- EXERCISE REQUIREMENTS
Rewrite the data from the line containing "Accessibility service: describe the location of horse halter" through the end of the data, keeping every line, and offset each bounding-box pixel coordinate by 41. Leave the numbers in the format sample unchanged.

- EXERCISE MATERIALS

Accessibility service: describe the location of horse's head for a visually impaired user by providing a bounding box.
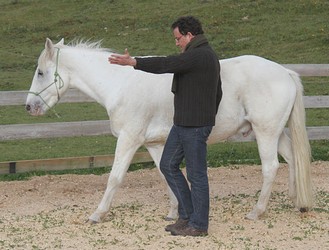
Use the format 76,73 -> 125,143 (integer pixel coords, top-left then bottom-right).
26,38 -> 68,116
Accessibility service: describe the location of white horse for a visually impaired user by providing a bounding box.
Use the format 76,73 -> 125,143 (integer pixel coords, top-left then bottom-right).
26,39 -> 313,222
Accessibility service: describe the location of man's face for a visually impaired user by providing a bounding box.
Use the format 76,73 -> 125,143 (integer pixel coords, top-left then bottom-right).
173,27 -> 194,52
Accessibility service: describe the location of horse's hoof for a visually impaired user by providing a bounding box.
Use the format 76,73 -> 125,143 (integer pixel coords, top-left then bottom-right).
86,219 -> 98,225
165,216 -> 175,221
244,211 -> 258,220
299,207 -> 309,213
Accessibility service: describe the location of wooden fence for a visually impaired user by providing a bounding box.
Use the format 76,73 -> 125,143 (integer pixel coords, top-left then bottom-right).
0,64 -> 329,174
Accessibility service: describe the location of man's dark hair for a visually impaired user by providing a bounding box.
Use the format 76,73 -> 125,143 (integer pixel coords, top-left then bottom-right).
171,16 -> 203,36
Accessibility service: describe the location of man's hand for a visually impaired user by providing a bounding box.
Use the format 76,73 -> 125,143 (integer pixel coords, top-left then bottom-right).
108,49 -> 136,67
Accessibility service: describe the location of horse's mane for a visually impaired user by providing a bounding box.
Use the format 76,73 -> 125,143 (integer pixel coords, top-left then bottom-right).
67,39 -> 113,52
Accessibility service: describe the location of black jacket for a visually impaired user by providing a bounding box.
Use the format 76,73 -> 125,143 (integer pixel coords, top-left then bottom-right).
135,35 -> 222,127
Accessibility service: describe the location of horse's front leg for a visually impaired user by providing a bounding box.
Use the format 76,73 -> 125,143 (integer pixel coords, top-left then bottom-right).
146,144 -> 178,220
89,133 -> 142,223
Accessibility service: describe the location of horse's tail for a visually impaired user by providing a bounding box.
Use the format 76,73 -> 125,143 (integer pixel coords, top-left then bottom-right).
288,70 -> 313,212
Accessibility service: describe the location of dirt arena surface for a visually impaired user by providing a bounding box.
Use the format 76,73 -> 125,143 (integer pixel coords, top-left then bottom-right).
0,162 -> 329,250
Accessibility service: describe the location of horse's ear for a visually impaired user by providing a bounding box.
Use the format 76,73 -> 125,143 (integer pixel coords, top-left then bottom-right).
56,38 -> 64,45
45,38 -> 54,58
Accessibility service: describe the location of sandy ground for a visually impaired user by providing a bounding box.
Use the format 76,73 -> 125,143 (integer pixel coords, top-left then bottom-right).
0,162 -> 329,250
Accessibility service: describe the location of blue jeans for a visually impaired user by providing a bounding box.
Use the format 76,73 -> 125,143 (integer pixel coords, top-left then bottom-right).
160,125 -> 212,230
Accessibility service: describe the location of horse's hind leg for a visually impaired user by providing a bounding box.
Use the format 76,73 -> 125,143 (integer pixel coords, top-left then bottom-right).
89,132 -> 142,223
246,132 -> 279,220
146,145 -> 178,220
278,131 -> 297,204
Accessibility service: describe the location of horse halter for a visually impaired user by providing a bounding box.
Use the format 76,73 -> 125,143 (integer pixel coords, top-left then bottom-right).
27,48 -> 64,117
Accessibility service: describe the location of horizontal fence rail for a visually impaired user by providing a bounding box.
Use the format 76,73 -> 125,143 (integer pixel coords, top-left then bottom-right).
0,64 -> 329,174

- EXERCISE RESPONSE
Accessibility service: describe the location of horse halter for a visually impaired user by providing a bounding box.
Use the format 76,73 -> 125,143 (integer pixel coords, top-left then bottom-right).
68,89 -> 105,158
Accessibility service: describe the location of horizontal fence rail for a visually impaired user by providing a bounding box.
Use the format 76,73 -> 125,143 (integer pixel coords, top-left then bottom-right).
41,105 -> 370,215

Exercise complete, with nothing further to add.